• _The request_
Copy all the data exactly, except the pictures.

• _Supplied material_
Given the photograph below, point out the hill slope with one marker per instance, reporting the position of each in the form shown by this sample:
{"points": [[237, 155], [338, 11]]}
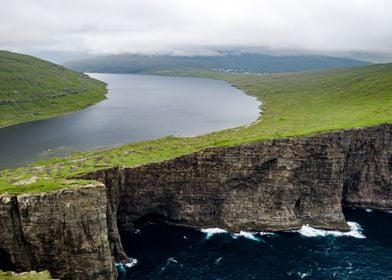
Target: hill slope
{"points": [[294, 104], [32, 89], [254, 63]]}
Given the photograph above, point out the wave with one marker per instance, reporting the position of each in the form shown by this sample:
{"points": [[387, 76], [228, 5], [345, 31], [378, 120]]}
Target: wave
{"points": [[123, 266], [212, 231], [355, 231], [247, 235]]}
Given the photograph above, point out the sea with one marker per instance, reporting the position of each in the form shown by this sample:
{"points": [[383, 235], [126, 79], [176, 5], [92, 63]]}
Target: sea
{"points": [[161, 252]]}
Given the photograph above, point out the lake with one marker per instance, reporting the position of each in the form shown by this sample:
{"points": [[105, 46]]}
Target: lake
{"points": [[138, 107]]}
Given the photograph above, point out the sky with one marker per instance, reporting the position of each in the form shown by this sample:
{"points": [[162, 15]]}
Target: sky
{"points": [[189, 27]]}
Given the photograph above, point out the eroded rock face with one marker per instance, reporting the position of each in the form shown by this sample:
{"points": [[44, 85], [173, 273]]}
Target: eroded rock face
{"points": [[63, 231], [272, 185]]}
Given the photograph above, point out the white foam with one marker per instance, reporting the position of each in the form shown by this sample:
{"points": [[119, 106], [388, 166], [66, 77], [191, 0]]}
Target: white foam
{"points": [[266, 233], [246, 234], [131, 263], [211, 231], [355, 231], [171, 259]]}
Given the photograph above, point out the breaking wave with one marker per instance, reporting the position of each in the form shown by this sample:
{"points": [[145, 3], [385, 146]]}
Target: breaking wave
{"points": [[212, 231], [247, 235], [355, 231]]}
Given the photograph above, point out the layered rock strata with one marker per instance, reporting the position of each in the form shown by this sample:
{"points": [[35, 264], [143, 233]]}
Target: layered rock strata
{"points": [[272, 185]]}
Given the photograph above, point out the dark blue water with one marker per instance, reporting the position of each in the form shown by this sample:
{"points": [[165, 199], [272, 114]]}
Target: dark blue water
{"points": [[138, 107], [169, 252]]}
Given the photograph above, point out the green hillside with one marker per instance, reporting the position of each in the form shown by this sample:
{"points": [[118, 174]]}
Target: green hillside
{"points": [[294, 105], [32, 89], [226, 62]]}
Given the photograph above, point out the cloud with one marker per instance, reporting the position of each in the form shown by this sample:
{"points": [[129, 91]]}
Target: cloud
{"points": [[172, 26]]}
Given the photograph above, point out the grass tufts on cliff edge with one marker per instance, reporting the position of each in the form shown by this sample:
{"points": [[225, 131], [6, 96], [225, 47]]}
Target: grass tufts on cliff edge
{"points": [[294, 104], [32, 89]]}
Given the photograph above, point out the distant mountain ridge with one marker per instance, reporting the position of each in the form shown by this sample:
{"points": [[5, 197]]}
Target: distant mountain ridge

• _Written response_
Given the photograph below, point out the hill slope with one marker per instance, reporting the position of each in the form shown by this sample:
{"points": [[237, 155], [338, 11]]}
Target: hill slope
{"points": [[294, 104], [32, 89], [254, 63]]}
Given the photograph above, point out the wave with one marker per instance, reporting the position of each in the form shown by this sample:
{"points": [[387, 76], [228, 5], [345, 31], [378, 120]]}
Target: wave
{"points": [[123, 266], [212, 231], [355, 231], [247, 235]]}
Given the photograph above, point out the sea with one marker per instance, reporting the position of each in the form shown by this sample:
{"points": [[383, 235], [126, 79], [176, 5], [92, 63]]}
Target: sea
{"points": [[161, 252]]}
Given the photograph above, point out the lake with one marker per instance, reporting the position of each in the form shown by this sample:
{"points": [[105, 46]]}
Target: lake
{"points": [[138, 107]]}
Given the photograph above, point out the sky with one marker per instance, reporting the position of each in the form shown by this sample:
{"points": [[162, 15]]}
Target: sky
{"points": [[189, 27]]}
Given the photograph above, point out the eroded rock face with one marker per instance, reporting the position of each in the form shown by this sample:
{"points": [[44, 85], [173, 273]]}
Target: eroded rock face
{"points": [[63, 231], [272, 185]]}
Given the photograph above, point out the white foam with one marker per instance, reporting the position of each in the form shown by this sample:
{"points": [[119, 106], [388, 166], [66, 77], [191, 0]]}
Target: white foam
{"points": [[266, 233], [246, 234], [131, 263], [211, 231], [355, 231], [171, 259]]}
Given the photograph above, point out the breaking wave with one marker per instance, reporting the position of each in the form shown by this sample:
{"points": [[145, 3], [385, 146]]}
Target: breaking wave
{"points": [[212, 231], [247, 235], [355, 231]]}
Given the photograph above, point out the layered rock strata with one marker per instance, reporting the position of each in the form shown by this sample:
{"points": [[35, 264], [143, 233]]}
Target: layered rock strata
{"points": [[272, 185]]}
Given the photograph above, point out the dark blue water with one marker per instance, reporting the position of each in the form shown by this sample:
{"points": [[165, 199], [272, 114]]}
Target: dark blue water
{"points": [[138, 107], [169, 252]]}
Given the photograph above, point out the green hillside with one marker per instance, reporting the position of each in the form shown by this sample:
{"points": [[118, 174]]}
Target: green hillside
{"points": [[294, 105], [32, 89], [226, 62]]}
Given the photograph above, point out the cloud with one marker per instance, reporting the position of each in the form shown by this sample:
{"points": [[129, 91]]}
Target: cloud
{"points": [[172, 26]]}
Given the photograph above, point out the grass tufts on cliff edge with one marker per instance, reporting the position of each in the form shown by this sample:
{"points": [[225, 131], [6, 96], [225, 47]]}
Target: grass tufts on cliff edge
{"points": [[294, 104], [32, 89]]}
Given the photograph above, point out the distant mountain ridge with one marker per instance, reporting the position of each in the form shown by this sample:
{"points": [[5, 197]]}
Target: distant mountain ridge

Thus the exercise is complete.